Given instruction =
Set down, without alteration, the lines from the one that contains "the form (413,200)." through the final line of the material below.

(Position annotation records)
------------------------------------

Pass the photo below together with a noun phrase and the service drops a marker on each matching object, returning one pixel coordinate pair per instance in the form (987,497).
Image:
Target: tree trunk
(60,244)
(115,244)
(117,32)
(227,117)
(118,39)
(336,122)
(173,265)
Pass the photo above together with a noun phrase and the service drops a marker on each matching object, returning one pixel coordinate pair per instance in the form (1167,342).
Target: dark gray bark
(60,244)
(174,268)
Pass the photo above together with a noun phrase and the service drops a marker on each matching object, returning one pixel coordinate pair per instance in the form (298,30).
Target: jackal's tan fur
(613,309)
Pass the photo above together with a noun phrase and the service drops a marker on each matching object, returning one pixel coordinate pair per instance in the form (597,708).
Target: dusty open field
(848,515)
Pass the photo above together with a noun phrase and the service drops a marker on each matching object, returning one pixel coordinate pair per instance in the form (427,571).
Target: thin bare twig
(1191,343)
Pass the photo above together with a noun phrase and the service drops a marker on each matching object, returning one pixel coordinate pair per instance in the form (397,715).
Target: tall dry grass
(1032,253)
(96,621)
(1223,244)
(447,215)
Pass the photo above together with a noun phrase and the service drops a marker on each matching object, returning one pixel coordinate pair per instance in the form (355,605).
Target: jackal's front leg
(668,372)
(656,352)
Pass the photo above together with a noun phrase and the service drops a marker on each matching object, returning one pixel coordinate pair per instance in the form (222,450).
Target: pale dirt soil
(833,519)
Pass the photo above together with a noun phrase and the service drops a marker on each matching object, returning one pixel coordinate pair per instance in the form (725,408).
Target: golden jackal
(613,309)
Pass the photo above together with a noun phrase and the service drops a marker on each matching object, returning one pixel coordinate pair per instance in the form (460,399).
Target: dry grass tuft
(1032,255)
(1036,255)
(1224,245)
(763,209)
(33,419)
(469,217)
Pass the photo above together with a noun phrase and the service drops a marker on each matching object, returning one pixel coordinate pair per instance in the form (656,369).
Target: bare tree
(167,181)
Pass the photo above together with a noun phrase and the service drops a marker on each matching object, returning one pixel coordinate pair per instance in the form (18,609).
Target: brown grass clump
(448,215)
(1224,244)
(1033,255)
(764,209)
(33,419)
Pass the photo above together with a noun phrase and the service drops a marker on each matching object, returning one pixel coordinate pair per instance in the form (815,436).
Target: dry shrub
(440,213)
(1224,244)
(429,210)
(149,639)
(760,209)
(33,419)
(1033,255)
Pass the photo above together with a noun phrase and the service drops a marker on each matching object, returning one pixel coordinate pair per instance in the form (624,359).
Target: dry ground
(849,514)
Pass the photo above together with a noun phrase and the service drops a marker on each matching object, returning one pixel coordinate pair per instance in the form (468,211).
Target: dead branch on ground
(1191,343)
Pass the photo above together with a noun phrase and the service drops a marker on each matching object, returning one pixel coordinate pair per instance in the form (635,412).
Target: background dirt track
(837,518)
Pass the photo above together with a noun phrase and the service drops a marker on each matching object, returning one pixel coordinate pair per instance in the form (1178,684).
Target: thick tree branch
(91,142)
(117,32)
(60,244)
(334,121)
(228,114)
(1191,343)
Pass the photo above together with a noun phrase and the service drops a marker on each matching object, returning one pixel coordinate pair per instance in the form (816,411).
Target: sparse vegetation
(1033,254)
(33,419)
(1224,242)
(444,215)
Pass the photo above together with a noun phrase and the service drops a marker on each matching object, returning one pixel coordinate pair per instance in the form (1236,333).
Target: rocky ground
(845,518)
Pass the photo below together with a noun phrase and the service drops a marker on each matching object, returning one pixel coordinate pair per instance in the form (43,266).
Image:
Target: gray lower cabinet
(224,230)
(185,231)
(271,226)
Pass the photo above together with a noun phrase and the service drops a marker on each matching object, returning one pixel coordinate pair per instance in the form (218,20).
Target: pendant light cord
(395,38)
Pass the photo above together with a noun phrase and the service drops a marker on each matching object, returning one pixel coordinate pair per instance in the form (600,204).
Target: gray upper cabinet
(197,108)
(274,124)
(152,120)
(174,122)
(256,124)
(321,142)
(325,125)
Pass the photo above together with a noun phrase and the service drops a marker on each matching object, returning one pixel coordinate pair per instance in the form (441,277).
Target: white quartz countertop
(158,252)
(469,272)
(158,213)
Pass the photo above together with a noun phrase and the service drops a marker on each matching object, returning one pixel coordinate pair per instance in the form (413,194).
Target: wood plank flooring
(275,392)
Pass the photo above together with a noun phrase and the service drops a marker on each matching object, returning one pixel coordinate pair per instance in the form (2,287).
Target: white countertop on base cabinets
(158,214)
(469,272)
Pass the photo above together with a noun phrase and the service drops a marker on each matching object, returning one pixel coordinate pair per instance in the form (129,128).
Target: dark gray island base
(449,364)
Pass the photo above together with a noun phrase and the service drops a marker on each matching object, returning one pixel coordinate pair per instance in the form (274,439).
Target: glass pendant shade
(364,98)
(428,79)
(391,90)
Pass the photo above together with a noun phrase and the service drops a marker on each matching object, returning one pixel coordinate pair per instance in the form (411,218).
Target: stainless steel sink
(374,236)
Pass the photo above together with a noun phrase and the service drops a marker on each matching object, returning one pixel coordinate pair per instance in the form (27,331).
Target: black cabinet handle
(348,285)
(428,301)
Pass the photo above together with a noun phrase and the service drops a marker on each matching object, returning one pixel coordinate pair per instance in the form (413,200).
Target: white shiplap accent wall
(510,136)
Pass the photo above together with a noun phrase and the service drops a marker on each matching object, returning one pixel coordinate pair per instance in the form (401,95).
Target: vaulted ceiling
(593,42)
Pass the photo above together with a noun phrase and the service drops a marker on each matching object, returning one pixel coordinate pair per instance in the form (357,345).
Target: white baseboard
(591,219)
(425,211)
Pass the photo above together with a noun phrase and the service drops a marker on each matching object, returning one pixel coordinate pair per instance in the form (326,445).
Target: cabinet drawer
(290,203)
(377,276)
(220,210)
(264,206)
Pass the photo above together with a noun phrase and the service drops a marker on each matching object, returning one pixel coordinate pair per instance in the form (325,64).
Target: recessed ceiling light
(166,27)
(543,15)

------------------------------------

Completed task =
Pass the photo above together with a noun phrase and the service drops a marker on each matching object, returning one pixel coordinate pair per instance in the form (413,200).
Target: white shiplap accent wall
(510,136)
Pass the photo above together with a noun phrase and the service drops a marker on each matching object, returning one pixel coordinate pair per instance in the form (401,95).
Target: vaulted ceiling
(593,42)
Pass the photo above together with a noun phrase and the service drops a marker on each matching object, returning one pixel coordinate pair per instance in the form (357,345).
Target: white baseboard
(591,219)
(425,211)
Pass the photo above together with a noun phrase and the service drops a marker on each matching object, returning one pixel coordinate pair per instance in the form (326,445).
Target: cabinet drawer
(290,203)
(377,276)
(220,210)
(264,206)
Pass the photo above together with a noun phrase and the service drops a marker on each matching object, returning one pixel coordinate pair per instance in the form (325,64).
Target: recessed ceiling light
(166,27)
(543,15)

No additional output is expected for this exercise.